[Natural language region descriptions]
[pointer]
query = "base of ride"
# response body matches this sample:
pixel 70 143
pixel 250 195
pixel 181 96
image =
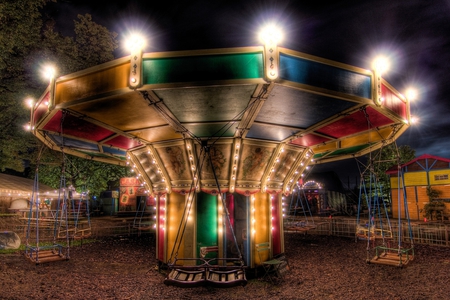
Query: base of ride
pixel 38 255
pixel 263 115
pixel 213 272
pixel 392 256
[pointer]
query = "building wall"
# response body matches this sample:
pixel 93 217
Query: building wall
pixel 416 192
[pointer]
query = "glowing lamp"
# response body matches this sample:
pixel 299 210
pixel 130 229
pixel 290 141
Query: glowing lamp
pixel 135 44
pixel 411 94
pixel 380 64
pixel 271 36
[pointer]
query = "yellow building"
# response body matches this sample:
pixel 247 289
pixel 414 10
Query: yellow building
pixel 420 174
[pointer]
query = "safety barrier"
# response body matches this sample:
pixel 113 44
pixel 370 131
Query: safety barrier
pixel 426 233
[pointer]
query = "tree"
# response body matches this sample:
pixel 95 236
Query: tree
pixel 386 158
pixel 20 27
pixel 83 174
pixel 26 42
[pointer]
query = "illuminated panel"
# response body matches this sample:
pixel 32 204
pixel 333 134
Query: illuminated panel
pixel 77 127
pixel 276 215
pixel 393 102
pixel 207 222
pixel 355 123
pixel 123 142
pixel 324 76
pixel 415 178
pixel 260 222
pixel 41 108
pixel 228 233
pixel 92 84
pixel 174 213
pixel 203 68
pixel 309 140
pixel 72 143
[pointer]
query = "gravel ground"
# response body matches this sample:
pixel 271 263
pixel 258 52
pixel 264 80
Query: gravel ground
pixel 322 267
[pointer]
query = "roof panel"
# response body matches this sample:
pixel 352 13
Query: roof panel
pixel 293 107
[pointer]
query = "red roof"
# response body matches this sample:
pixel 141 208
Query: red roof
pixel 424 156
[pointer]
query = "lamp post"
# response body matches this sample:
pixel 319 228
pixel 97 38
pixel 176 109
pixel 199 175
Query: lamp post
pixel 271 36
pixel 380 65
pixel 135 44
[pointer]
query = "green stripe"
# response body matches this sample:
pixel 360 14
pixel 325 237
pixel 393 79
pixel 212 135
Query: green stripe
pixel 203 68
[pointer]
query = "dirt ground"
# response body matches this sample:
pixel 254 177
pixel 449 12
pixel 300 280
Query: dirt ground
pixel 322 267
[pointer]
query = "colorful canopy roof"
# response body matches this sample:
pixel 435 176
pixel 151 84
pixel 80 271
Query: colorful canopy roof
pixel 157 111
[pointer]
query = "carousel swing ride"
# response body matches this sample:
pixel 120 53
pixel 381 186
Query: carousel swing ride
pixel 263 113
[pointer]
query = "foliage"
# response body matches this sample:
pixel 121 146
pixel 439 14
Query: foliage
pixel 58 170
pixel 20 25
pixel 433 208
pixel 386 158
pixel 27 42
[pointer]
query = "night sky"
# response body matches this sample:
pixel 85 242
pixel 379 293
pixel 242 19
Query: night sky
pixel 413 34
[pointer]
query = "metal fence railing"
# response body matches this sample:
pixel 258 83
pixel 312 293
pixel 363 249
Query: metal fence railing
pixel 427 233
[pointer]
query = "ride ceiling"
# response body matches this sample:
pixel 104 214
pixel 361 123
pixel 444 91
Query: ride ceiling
pixel 261 134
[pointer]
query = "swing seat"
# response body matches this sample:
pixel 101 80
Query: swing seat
pixel 392 257
pixel 186 278
pixel 215 275
pixel 38 256
pixel 226 278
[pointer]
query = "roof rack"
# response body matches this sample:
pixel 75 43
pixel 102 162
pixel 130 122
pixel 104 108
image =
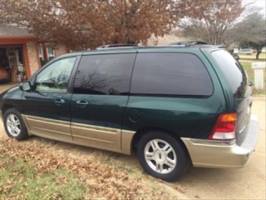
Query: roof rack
pixel 119 45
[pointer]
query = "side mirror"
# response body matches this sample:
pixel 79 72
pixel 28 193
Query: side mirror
pixel 26 86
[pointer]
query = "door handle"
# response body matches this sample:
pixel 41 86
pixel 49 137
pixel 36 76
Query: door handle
pixel 59 101
pixel 82 102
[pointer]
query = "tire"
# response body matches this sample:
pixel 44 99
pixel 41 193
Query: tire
pixel 156 162
pixel 12 118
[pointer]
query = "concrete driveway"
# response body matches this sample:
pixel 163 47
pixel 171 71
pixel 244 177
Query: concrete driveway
pixel 199 183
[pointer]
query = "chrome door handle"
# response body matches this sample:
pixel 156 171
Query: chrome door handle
pixel 82 102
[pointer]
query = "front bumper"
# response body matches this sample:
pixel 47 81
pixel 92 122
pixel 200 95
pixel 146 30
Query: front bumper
pixel 210 153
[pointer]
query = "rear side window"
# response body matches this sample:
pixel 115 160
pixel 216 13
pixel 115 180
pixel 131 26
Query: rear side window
pixel 232 70
pixel 170 74
pixel 104 74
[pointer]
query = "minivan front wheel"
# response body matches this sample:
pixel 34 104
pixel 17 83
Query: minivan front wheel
pixel 14 125
pixel 162 156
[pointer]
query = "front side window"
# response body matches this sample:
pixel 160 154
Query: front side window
pixel 170 74
pixel 55 77
pixel 104 74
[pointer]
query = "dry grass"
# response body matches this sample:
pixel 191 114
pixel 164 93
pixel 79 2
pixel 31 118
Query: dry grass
pixel 46 172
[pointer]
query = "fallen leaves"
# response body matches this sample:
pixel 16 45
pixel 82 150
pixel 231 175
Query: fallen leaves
pixel 102 179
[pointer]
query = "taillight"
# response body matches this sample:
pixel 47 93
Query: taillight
pixel 225 127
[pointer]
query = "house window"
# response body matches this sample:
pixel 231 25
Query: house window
pixel 51 53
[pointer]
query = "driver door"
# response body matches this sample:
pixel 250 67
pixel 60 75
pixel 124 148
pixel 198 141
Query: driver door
pixel 47 106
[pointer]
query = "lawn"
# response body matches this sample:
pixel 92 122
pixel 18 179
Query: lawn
pixel 21 179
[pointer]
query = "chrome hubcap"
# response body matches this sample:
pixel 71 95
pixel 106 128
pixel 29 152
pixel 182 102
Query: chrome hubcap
pixel 160 156
pixel 13 125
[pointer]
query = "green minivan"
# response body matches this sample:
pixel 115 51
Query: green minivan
pixel 173 106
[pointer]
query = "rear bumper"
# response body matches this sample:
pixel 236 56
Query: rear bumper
pixel 209 153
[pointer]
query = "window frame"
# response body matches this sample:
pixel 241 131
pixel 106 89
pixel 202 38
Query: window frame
pixel 134 53
pixel 35 75
pixel 173 95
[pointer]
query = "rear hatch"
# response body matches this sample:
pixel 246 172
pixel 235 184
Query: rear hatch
pixel 236 78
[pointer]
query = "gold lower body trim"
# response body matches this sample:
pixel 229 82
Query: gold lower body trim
pixel 100 137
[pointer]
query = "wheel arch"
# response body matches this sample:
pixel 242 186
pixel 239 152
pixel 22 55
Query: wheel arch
pixel 142 131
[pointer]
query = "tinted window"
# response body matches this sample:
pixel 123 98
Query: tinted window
pixel 55 77
pixel 170 74
pixel 232 71
pixel 104 74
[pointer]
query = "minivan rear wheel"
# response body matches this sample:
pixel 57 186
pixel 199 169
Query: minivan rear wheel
pixel 14 125
pixel 163 156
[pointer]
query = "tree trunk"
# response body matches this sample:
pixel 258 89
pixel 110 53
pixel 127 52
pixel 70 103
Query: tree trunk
pixel 258 54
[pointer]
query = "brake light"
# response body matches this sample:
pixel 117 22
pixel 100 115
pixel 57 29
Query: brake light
pixel 225 127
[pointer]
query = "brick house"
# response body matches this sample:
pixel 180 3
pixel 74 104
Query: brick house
pixel 21 54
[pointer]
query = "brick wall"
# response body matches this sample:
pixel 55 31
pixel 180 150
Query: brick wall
pixel 60 50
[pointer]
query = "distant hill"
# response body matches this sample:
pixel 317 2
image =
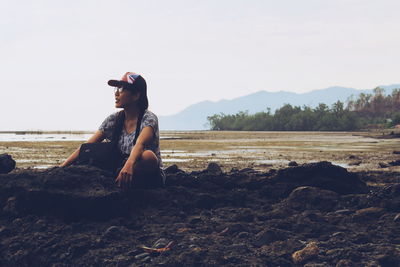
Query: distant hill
pixel 194 117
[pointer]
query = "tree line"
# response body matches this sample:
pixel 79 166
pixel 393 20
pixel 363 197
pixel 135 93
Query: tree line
pixel 366 111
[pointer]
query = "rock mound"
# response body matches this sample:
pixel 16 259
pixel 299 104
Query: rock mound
pixel 323 175
pixel 74 192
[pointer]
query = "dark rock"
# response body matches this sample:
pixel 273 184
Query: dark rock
pixel 245 215
pixel 306 197
pixel 322 175
pixel 161 243
pixel 368 214
pixel 344 263
pixel 268 236
pixel 293 164
pixel 206 201
pixel 355 163
pixel 239 248
pixel 388 260
pixel 395 163
pixel 172 169
pixel 344 212
pixel 72 193
pixel 243 235
pixel 383 165
pixel 7 164
pixel 142 256
pixel 195 220
pixel 214 168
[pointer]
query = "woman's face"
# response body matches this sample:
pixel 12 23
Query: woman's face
pixel 125 98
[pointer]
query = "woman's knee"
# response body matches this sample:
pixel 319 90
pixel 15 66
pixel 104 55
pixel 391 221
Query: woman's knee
pixel 149 159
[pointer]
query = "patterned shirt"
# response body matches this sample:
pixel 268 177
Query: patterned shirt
pixel 125 142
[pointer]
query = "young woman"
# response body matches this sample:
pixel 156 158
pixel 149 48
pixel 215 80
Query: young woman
pixel 141 166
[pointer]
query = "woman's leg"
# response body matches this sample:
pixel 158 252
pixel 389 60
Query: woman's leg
pixel 146 172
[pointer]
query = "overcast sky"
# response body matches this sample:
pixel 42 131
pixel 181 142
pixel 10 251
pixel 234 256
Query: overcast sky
pixel 56 56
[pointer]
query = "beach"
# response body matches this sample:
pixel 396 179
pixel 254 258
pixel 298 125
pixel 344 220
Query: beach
pixel 194 150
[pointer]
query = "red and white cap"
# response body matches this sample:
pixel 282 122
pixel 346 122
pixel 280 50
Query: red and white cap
pixel 127 79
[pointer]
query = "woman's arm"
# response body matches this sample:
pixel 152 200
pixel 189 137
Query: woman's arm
pixel 97 137
pixel 125 175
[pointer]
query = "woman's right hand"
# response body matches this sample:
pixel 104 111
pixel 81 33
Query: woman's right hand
pixel 97 137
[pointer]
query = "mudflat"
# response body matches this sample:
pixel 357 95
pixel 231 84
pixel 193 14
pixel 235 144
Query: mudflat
pixel 260 150
pixel 313 214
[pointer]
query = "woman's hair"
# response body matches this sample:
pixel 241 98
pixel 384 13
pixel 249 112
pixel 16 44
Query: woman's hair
pixel 139 86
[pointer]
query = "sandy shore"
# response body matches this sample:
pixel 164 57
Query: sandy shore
pixel 260 150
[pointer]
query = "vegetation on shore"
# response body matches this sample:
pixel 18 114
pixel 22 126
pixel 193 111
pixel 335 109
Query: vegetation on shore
pixel 375 110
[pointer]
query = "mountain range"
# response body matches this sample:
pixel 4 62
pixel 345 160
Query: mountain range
pixel 194 117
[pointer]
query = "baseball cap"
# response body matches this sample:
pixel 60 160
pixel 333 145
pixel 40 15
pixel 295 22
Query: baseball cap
pixel 130 80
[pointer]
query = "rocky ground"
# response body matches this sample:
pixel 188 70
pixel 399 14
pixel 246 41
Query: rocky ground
pixel 314 214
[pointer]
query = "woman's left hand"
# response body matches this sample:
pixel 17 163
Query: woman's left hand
pixel 124 178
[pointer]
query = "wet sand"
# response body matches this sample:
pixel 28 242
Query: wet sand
pixel 191 151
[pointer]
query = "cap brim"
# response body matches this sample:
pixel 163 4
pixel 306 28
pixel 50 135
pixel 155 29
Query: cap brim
pixel 115 83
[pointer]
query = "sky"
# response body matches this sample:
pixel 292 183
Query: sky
pixel 56 56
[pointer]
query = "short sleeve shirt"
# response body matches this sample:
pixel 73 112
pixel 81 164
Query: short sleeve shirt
pixel 125 142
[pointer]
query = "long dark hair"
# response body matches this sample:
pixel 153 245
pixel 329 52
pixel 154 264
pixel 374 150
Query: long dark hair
pixel 139 86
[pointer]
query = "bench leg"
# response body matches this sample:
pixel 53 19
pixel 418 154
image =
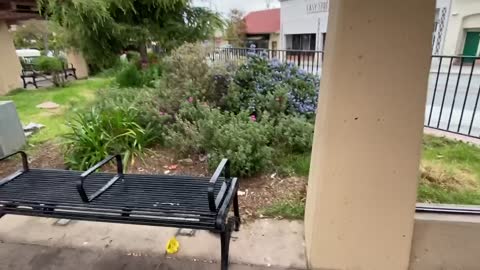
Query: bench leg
pixel 225 237
pixel 236 211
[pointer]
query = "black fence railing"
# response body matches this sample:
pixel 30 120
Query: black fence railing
pixel 453 89
pixel 310 61
pixel 453 95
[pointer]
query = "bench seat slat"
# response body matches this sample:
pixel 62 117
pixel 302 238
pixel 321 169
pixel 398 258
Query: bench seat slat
pixel 160 200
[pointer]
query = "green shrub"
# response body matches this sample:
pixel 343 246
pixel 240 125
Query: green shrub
pixel 201 129
pixel 147 101
pixel 294 134
pixel 99 133
pixel 188 72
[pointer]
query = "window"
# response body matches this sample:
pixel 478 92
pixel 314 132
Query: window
pixel 304 42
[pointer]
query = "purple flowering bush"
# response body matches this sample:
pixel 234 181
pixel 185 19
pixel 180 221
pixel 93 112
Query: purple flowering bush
pixel 270 85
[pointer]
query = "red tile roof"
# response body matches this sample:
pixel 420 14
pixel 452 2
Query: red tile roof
pixel 263 21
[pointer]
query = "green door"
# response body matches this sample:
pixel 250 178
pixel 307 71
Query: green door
pixel 471 45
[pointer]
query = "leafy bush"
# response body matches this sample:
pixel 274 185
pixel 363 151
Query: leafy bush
pixel 147 101
pixel 131 76
pixel 201 129
pixel 53 66
pixel 48 64
pixel 99 133
pixel 186 66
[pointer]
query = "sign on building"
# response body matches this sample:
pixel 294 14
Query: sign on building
pixel 316 6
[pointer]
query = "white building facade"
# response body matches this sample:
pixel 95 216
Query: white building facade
pixel 463 29
pixel 303 24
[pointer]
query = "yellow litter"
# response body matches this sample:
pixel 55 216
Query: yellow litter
pixel 172 246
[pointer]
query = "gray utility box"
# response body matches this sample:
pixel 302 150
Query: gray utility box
pixel 12 137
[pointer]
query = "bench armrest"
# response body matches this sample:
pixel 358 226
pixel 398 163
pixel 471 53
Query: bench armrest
pixel 213 202
pixel 19 172
pixel 83 177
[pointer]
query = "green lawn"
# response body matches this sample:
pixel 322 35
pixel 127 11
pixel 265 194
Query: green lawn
pixel 450 170
pixel 449 173
pixel 75 95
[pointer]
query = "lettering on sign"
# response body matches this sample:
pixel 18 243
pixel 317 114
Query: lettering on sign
pixel 317 7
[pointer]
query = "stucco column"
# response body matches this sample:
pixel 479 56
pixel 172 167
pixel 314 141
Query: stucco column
pixel 10 67
pixel 363 180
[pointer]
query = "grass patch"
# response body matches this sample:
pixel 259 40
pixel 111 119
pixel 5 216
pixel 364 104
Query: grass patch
pixel 293 164
pixel 76 95
pixel 291 209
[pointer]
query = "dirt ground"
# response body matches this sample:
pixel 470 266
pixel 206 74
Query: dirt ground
pixel 256 193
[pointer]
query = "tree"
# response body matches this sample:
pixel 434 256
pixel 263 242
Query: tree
pixel 34 34
pixel 101 29
pixel 236 30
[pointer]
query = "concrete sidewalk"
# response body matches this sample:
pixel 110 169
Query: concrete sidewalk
pixel 34 257
pixel 263 243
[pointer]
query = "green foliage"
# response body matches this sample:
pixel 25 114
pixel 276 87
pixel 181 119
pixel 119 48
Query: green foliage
pixel 279 88
pixel 146 100
pixel 188 69
pixel 129 76
pixel 294 134
pixel 36 34
pixel 53 66
pixel 288 164
pixel 235 32
pixel 294 209
pixel 201 129
pixel 48 64
pixel 98 133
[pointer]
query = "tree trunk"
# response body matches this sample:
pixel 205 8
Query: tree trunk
pixel 143 55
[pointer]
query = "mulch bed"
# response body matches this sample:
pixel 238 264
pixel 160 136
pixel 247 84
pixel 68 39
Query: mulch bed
pixel 256 193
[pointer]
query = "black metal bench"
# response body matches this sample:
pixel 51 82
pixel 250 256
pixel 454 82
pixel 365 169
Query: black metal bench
pixel 156 200
pixel 31 76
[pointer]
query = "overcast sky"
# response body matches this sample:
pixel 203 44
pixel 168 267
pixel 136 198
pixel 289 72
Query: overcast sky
pixel 224 6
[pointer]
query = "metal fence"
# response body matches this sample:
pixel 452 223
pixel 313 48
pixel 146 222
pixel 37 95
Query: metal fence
pixel 310 61
pixel 453 90
pixel 453 95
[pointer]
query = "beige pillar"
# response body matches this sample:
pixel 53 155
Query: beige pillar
pixel 78 61
pixel 363 180
pixel 10 67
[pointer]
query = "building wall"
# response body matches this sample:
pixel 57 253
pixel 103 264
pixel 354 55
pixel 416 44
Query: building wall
pixel 303 17
pixel 311 17
pixel 10 69
pixel 465 15
pixel 443 9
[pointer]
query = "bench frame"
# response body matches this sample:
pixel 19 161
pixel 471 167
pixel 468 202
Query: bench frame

__What to do__
Give again, please, precisely the lines that begin the records and run through the line with "pixel 333 134" in it, keeping both end lines and dropping any pictures.

__Completed exercise__
[pointer]
query = "base of ride"
# response body matches this sample:
pixel 70 143
pixel 250 195
pixel 181 96
image =
Query: base of ride
pixel 38 255
pixel 263 115
pixel 213 272
pixel 392 256
[pointer]
query = "building wall"
# response body matches this sample:
pixel 93 217
Query: building wall
pixel 416 192
[pointer]
query = "glowing lamp"
# response body matches this sample:
pixel 299 210
pixel 130 229
pixel 290 141
Query: glowing lamp
pixel 135 44
pixel 411 94
pixel 380 64
pixel 271 36
[pointer]
query = "yellow building"
# response body matches this sample:
pixel 247 289
pixel 414 10
Query: yellow building
pixel 420 174
[pointer]
query = "safety barrier"
# response body matches this sample:
pixel 113 44
pixel 370 131
Query: safety barrier
pixel 426 233
[pointer]
query = "tree"
# response body matches this sample:
pixel 95 236
Query: tree
pixel 386 158
pixel 20 27
pixel 83 174
pixel 26 42
[pointer]
query = "illuminated panel"
# response body matches this sample:
pixel 32 204
pixel 333 134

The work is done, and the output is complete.